#### Complete the following:
1. In the patent text on inferring creditworthiness from mobile phone usage, what is call-level data often called?
2. In one to three sentences, explain why the detailed description in the creditworthiness patent text says the technology is intended to cover modifications and variations.
3. Proceed with the patent text on inferring creditworthiness from mobile phone usage, starting after its last sentence.

#### Text segment:
** BEGIN **

A computer-implemented method for inferring creditworthiness of a mobile phone user. The method can include receiving call level data for a first plurality of mobile phone users and receiving a measure of creditworthiness for a second plurality of mobile phone users. The second plurality of mobile phone users can be a subset of the first plurality of mobile phone users. Attributes can be derived from the call level data. An attribute space can be defined for each mobile phone user based on the attributes. The attribute space can be partitioned into clusters. Each received measure of creditworthiness can be mapped to the cluster corresponding to the mobile phone user. The creditworthiness of each cluster can be characterized as a function of the mapped creditworthiness. The creditworthiness of a given mobile phone user in a given cluster can be characterized as a function of the creditworthiness characterizing the given cluster.

Description

    CROSS REFERENCE TO RELATED APPLICATIONS
  • This application claims the benefit of U.S. Provisional Patent Application No. 61/493,141, filed Jun. 3, 2011, entitled “Inferring Credit Worthiness from Mobile Phone Usage” the disclosure of which is incorporated herein by reference in its entirety.
  • FIELD
  • The disclosed technology relates to inferring user characteristics from mobile phone usage. The claimed embodiments relate to inferring creditworthiness from mobile phone usage.
  • DESCRIPTION OF THE DRAWINGS
  • Reference will now be made, by way of example, to the accompanying drawings which show example implementations of the technology.
  • FIG. 1 illustrates methods of the technology.
  • FIG. 2 illustrates total active population by state by each fortnight.
  • FIG. 3 illustrates data on the distinctive behavioral states.
  • FIG. 4 is a graph of credit score versus frequent risk.
  • FIG. 5 illustrates a Lorenz curve and the associated Gini coefficient obtained in using the ARK Score to identify defaulters.
  • FIG. 6A-FIG. 6E illustrate a “fingerprint” diagram showing feature distributions for all states. States ordered from left to right by outgoing average daily voice call minutes used.
  • FIG. 7 illustrates a data processing architecture suitable for storing a computer program product of the present technology and for executing the program code of the computer program product.
  • DETAILED DESCRIPTION
  • Reference now will be made in detail to implementations of the technology. Each example is provided by way of explanation of the technology only, not as a limitation of the technology. It will be apparent to those skilled in the art that various modifications and variations can be made in the present technology without departing from the scope or spirit of the technology. For instance, features described as part of one implementation can be used on another implementation to yield a still further implementation. Thus, it is intended that the present technology cover such modifications and variations that come within the scope of the technology.
  • Referring to FIG. 1, the technology can receive call-level data (often termed call data records, CDRs) regarding telecommunication system usage for each of a plurality of telecommunication system users (“phone users”) over one or more time periods 110. The telecommunication system can be one or more conventional cellular network servicing mobile phones and similar devices. Example call-level data include: type of call (voice, SMS, data, WAP), incoming, outgoing, local, regional, national, international, start time of the call, parties to the call, duration of the call, cell location of parties to the call, and cost information of the call (basic rate, discounts, surcharges, etc.). Phone users can be identified in various ways, e.g., mobile phone number, telecommunication system subscriber identity. The time period can be a week, a fortnight, a month, e.g., call-level data can be collected across a plurality of fortnights.

** END **

#### Segmentation labeling entries:
** BEGIN **

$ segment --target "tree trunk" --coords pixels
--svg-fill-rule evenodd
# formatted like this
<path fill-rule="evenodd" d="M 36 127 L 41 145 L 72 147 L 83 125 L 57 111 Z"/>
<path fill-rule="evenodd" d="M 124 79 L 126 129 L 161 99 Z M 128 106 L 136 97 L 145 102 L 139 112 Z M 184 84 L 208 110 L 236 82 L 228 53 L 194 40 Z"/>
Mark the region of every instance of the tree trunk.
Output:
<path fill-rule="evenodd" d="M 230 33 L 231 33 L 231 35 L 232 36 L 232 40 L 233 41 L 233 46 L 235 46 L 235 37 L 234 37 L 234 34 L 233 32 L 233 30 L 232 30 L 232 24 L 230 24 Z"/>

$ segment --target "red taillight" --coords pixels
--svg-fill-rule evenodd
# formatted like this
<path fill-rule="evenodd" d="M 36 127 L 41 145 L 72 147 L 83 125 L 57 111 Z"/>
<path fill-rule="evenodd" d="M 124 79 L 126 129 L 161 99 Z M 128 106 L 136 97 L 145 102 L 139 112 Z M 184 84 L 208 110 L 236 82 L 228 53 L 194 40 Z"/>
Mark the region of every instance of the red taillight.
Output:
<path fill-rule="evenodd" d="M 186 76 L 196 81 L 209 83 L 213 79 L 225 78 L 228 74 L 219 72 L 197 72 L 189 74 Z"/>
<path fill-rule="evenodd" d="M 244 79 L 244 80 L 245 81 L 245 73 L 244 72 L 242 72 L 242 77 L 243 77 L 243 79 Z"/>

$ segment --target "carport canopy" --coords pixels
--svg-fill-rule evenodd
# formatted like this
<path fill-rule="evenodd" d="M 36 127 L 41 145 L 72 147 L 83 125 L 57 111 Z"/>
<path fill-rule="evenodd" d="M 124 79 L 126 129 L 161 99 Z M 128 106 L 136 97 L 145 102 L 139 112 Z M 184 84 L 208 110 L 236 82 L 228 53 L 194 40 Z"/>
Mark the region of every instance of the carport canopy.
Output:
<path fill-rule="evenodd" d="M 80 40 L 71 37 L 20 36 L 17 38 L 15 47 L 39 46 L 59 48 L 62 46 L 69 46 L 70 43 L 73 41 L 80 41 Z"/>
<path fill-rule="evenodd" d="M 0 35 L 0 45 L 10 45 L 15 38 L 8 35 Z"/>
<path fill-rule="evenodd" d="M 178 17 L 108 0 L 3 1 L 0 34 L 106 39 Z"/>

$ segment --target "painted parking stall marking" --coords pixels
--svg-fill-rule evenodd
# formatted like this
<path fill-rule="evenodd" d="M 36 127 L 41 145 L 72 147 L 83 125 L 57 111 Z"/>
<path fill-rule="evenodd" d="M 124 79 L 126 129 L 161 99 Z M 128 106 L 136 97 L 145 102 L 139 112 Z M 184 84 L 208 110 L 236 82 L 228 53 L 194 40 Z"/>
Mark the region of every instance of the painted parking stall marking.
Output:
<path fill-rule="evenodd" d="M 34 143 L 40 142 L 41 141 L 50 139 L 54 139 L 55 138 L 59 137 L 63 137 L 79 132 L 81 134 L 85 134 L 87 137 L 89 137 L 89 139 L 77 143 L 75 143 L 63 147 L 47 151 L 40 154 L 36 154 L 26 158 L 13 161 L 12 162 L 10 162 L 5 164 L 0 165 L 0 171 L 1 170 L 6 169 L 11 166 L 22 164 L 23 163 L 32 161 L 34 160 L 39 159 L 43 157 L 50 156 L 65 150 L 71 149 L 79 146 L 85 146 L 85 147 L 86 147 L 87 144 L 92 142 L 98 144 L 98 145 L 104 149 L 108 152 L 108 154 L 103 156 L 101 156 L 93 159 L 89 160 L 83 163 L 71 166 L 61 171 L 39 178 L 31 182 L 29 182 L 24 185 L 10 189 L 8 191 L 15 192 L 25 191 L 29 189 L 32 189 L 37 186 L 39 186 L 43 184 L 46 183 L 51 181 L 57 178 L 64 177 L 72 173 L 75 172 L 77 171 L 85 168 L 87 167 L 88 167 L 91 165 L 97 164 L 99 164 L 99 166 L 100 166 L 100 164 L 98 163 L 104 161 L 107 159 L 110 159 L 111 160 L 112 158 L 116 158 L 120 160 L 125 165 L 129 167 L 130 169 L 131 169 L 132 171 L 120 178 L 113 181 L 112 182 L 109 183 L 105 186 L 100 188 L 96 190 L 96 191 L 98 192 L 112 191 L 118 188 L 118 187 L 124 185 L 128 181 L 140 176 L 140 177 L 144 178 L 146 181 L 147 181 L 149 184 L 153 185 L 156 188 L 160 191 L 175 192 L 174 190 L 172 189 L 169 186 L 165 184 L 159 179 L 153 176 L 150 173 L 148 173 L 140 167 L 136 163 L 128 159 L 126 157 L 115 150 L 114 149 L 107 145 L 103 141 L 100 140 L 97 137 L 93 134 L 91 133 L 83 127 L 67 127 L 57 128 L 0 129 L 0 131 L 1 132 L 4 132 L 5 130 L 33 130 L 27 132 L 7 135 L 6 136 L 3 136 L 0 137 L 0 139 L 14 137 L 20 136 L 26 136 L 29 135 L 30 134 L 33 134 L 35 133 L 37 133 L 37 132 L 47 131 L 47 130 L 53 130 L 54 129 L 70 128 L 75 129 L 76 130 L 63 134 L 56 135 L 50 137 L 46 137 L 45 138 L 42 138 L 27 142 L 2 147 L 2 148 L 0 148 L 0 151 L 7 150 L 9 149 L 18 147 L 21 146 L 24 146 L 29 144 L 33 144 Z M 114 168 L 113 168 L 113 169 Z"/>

** END **

#### Answers to the tasks:
1. Call data records (CDRs).

2. Various modifications and variations can be made to the technology without departing from its scope or spirit. For instance, features described as part of one implementation can be used on another to yield a still further implementation. The technology is therefore meant to cover such modifications and variations within its scope.

3.
  • The technology can derive attributes from the call-level data for each (phone user, period) 120 tuple, e.g., during the period from Jan. 1-Jan. 14, the phone user identified by the phone number 123-456-7890 placed 57 local voice calls, 16 national voice call, and 12 international voice calls, 20% of these were between 6 am and 12 noon, 50% between noon and 6 μm, all with an average duration of 3 minutes; the user received (incoming) 105 local voice calls, 12 regional voice calls, 2 international voice calls; with 25% after 6 μm and before midnight, 60% of all of the user's outgoing calls were at weekends; the user made 121 SMS outgoing, and received 133 SMS; the user had only 18 outgoing counterparties and 53 incoming distinct counterparties. Example attributes include: the number of voice calls the phone user makes/receives in the period, by distance classification; the number of SMS messages the phone user sends/receives in the period; the duration (e.g., cumulative, average) of calls involving the phone user in the period; time of day distribution of calls; number of distinct counterparties parties on all calls; location of parties to a call; cost; and frequency of account recharge for that phone user in that period, day part, week part biases. In addition some of the attributes can describe the volatility of usage throughout the period. For example, is the usage pattern for a user uniform across the period?
  • Some of the attributes can be transformed 130 to reflect user behavior in a more useful way than the untransformed attributes. For example, attributes for a (phone user, period) that are counts can be binned, e.g., number of voice calls, can be binned such that 1 call is mapped to the unit-less value 1, 2-5 calls are mapped to the unit-less value 2, 5-20 calls are mapped to unit-less value 3, etc. The mapping relationship between untransformed and transformed attributes can multinomial, e.g., skews in daytime or week-part can represented by multinomial variables each with a number of values and hence parameters. Transformed attribute types can include integer, continuous, multinomial, binary, and categorical.
  • The complete set of transformed attributes (including some un-transformed attributes) can be large (e.g., 100 or more). The set of transformed attributes establish an attribute space within which the position of a particular (phone user, period) is represented by a vector of attributes (a single point in the space). The space is thus a mixture of real, binary, and categorical variables.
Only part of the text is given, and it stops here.